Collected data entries

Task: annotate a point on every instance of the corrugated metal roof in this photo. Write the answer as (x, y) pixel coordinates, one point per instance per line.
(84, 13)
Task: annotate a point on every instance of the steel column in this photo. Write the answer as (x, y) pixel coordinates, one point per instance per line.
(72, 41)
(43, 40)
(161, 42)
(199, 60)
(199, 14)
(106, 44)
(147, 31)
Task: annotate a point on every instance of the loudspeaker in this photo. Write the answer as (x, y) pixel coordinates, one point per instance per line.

* _The task_
The records above are to be repeated in full, word for word.

* _Answer section_
Task: annotate a point on every instance of the corrugated metal roof in this photo. Write the answer as (x, y) pixel coordinates, one point per instance per line.
(84, 13)
Task: annotate a point on every instance of the steel column in this photo. Write the answer as (x, y) pixel coordinates, one point per instance per line.
(72, 41)
(43, 40)
(161, 42)
(199, 60)
(199, 14)
(106, 44)
(147, 31)
Task: annotate a point on every instance of the loudspeaker in this photo. Write the answer as (x, y) pixel coordinates, one point per instance per line.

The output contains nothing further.